*List of tasks*
**1.** In the text on Agile and SRE, rewrite the part that opens with the words "Let me preface" and closes with "Site Reliability Engineering.", substituting "suppliers" for "vendors".
**2.** According to the text on Agile and SRE, why does the author say they are not a professional Agile critic? Answer in one to three sentences.

Agile and SRE are NOT mutually exclusive
You may have interpreted from the above title that:
Agile needs SRE and
And SRE needs agile
Well, it’s not a binary for both situations. So let's modify that statement a bit:
Agile needs SRE (to a great extent, across the board) and
SRE needs Agile (to some extent, in some situations)
Let’s begin with how Agile needs SRE (and it so, so, so does)
Let me preface by saying that I am not a professional Agile critic. If I were, I wouldn’t have sat through many a long workshop to get my Scrum Master certifications.
As it turns out, most of the software vendors I “value-add” into at my day job switched over to Agile work only in the last 2 years. Some of them mentioned COVID as the key driver toward this. But I’m now noticing an effectiveness gap in their ability to reliably deliver cloud-based services.
Most of these vendors have come out with more features in the last 2 years than the previous 8, which have also correlated as the most unstable period for these systems. In my opinion, part of this fragility comes from their lack of insight or interest in Site Reliability Engineering.
Every time I mention the need for a systematic way of addressing NFRs, error budgeting and SLOs, my counterparts at these vendors attempt to soothe me with “Mmm-hmm. Uh-huh.”
The more agile work these vendors do, the more fragile their software seems to become. At least, it’s noticeable in production. I’ve heard their test automation engineers are happy campers.

*Records provided*
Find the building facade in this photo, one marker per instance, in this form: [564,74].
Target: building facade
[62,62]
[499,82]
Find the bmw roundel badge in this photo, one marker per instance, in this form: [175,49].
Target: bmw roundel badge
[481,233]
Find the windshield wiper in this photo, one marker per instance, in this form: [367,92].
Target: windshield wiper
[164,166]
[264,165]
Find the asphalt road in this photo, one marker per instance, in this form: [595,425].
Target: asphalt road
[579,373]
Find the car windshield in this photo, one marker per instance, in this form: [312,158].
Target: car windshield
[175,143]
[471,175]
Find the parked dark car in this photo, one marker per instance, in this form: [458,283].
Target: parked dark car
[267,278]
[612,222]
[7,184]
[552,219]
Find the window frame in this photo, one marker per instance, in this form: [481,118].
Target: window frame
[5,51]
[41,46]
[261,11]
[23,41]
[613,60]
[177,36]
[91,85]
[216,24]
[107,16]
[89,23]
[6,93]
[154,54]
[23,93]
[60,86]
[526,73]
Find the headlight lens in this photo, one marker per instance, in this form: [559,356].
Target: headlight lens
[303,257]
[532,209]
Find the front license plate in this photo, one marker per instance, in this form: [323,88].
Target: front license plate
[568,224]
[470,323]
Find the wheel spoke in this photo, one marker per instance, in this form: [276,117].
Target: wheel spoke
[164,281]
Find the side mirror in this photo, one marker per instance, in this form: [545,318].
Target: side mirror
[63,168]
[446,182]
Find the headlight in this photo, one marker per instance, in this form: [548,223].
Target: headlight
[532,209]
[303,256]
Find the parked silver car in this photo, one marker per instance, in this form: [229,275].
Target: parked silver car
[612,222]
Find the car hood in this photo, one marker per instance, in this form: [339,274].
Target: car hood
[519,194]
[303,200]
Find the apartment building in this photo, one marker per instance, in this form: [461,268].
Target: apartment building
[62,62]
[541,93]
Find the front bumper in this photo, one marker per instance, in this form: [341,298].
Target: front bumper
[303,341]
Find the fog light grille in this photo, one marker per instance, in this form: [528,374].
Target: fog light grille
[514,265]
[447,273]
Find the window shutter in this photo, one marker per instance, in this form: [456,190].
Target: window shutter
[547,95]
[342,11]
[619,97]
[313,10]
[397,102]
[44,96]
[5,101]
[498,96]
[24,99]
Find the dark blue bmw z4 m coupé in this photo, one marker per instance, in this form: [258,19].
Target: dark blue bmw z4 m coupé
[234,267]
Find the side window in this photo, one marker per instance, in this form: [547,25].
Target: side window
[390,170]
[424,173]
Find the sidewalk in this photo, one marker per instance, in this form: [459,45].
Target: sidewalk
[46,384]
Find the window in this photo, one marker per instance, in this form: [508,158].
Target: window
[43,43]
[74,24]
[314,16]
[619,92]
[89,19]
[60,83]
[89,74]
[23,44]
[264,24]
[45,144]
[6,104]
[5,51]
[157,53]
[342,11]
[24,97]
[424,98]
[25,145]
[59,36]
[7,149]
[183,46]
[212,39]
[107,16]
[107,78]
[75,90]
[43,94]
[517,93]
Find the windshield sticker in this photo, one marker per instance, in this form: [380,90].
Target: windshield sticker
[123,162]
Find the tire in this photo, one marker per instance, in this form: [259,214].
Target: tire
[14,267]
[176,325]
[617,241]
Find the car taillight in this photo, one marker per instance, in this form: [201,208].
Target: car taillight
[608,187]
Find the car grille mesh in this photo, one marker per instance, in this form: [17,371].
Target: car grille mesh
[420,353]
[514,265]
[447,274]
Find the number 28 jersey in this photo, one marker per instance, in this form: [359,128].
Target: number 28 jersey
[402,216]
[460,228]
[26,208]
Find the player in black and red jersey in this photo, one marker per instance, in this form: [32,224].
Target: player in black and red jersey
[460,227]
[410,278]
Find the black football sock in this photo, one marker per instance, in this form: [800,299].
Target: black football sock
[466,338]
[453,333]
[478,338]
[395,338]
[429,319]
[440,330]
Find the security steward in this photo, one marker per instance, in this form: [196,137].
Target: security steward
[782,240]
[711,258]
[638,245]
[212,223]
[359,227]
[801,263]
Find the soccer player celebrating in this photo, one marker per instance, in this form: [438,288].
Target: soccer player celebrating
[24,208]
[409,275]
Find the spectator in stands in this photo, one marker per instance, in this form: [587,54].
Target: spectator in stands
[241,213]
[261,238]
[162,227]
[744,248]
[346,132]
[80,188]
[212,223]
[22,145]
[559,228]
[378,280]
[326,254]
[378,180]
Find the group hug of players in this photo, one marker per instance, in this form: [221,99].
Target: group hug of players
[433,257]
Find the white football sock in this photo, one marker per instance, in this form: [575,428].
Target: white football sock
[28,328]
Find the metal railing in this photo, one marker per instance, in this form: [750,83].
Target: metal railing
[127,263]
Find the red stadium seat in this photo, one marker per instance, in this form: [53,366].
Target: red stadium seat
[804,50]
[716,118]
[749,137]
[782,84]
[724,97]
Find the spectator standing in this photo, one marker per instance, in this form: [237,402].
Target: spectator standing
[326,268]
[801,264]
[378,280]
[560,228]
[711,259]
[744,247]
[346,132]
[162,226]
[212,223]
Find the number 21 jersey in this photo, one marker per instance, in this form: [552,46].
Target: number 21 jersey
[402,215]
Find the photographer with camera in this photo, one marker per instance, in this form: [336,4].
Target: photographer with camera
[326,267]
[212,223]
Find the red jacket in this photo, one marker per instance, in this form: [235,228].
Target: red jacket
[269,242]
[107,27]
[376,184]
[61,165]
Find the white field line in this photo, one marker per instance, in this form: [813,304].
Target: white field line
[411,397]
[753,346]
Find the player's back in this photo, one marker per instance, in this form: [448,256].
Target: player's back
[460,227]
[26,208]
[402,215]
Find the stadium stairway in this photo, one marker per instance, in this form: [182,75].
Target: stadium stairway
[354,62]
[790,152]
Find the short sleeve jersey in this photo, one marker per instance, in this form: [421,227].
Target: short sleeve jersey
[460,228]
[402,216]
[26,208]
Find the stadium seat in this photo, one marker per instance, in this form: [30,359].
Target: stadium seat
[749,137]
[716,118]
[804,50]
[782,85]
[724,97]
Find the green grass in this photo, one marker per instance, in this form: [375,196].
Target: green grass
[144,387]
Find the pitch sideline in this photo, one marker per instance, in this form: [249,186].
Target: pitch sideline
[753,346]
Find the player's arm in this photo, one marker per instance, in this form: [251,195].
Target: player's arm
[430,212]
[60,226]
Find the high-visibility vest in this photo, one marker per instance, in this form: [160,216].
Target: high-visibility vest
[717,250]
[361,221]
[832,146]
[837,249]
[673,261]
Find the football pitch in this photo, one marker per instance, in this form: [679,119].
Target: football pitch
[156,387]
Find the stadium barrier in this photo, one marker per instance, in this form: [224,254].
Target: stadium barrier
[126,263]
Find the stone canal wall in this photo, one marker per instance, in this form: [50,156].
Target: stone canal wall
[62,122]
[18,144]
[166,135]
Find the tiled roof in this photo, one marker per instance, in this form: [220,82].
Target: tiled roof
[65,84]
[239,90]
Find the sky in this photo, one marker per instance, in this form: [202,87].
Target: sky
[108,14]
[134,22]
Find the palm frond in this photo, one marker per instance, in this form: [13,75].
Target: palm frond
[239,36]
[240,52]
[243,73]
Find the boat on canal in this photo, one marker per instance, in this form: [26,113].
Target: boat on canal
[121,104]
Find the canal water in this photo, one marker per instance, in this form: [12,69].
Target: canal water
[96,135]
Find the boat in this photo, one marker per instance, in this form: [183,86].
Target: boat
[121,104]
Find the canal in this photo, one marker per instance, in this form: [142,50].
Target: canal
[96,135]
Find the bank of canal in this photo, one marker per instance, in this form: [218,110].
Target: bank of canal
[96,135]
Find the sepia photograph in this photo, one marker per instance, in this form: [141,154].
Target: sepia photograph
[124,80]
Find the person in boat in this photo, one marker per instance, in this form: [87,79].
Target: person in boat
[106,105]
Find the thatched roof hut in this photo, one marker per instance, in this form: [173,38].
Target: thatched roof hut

*Answers given*
**1.**
Let me preface by saying that I am not a professional Agile critic. If I were, I wouldn’t have sat through many a long workshop to get my Scrum Master certifications.
As it turns out, most of the software suppliers I “value-add” into at my day job switched over to Agile work only in the last 2 years. Some of them mentioned COVID as the key driver toward this. But I’m now noticing an effectiveness gap in their ability to reliably deliver cloud-based services.
Most of these suppliers have come out with more features in the last 2 years than the previous 8, which have also correlated as the most unstable period for these systems. In my opinion, part of this fragility comes from their lack of insight or interest in Site Reliability Engineering.

**2.** The author says that a professional Agile critic would not have sat through many long workshops to earn Scrum Master certifications, and the author did.